## Written problem
Reproduce everything from the line containing "Please inspect the image above and tell me where the snowy" down to the end of the entries, swapping "hazy" for "overcast" and leaving all else unchanged.

## Source data
---

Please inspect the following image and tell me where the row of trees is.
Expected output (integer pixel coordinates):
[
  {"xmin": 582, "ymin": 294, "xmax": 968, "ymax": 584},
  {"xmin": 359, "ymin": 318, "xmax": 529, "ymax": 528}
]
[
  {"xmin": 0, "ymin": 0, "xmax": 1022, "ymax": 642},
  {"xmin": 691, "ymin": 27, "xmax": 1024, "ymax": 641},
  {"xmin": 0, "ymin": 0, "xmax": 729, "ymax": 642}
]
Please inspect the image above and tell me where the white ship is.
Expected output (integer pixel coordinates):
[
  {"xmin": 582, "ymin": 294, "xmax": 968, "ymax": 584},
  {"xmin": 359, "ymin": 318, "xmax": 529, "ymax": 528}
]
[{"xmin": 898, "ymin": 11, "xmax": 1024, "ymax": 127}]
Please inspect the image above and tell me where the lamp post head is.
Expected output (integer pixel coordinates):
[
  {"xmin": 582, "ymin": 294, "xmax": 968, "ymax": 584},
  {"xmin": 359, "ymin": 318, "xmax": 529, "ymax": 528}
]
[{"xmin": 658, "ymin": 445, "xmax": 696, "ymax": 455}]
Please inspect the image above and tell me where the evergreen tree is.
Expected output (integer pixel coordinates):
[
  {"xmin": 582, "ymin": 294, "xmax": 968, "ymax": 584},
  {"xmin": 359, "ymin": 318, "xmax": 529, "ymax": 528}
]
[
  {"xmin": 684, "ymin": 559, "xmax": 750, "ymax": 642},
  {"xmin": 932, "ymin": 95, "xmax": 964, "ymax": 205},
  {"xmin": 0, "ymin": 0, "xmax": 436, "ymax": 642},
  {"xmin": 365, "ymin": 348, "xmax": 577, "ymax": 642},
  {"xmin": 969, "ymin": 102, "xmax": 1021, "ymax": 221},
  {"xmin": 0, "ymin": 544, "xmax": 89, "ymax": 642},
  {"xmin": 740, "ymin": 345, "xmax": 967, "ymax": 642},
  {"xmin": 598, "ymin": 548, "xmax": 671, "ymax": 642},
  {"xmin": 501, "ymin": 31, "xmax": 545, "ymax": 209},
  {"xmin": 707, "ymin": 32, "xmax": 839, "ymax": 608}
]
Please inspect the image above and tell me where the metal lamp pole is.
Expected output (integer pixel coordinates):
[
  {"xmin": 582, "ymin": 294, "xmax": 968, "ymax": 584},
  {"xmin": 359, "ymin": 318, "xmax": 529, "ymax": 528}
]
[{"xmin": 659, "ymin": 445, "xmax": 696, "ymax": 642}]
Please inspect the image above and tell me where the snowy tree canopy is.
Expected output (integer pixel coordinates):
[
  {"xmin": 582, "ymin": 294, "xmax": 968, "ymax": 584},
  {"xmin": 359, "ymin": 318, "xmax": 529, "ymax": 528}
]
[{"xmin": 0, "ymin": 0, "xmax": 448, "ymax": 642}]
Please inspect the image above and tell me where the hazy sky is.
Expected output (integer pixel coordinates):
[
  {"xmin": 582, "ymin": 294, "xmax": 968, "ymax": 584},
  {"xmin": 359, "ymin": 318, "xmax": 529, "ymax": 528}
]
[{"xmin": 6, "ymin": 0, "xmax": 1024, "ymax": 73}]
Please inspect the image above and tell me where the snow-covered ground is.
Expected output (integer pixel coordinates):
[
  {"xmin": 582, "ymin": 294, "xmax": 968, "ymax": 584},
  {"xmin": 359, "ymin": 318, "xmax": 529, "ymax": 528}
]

---

## Answer to this problem
Please inspect the image above and tell me where the snowy tree canopy is.
Expected output (integer pixel coordinates):
[
  {"xmin": 582, "ymin": 294, "xmax": 968, "ymax": 584},
  {"xmin": 359, "ymin": 318, "xmax": 529, "ymax": 528}
]
[{"xmin": 0, "ymin": 0, "xmax": 448, "ymax": 642}]
Please inspect the image above and tell me where the overcast sky is.
Expected output (integer pixel coordinates):
[
  {"xmin": 582, "ymin": 294, "xmax": 968, "ymax": 584},
  {"xmin": 359, "ymin": 318, "xmax": 529, "ymax": 528}
]
[{"xmin": 6, "ymin": 0, "xmax": 1024, "ymax": 73}]
Please inspect the image above and tell me where the snow-covered ground is.
Expected output (integer pixel coordinates):
[
  {"xmin": 582, "ymin": 294, "xmax": 968, "ymax": 584},
  {"xmin": 359, "ymin": 318, "xmax": 529, "ymax": 528}
]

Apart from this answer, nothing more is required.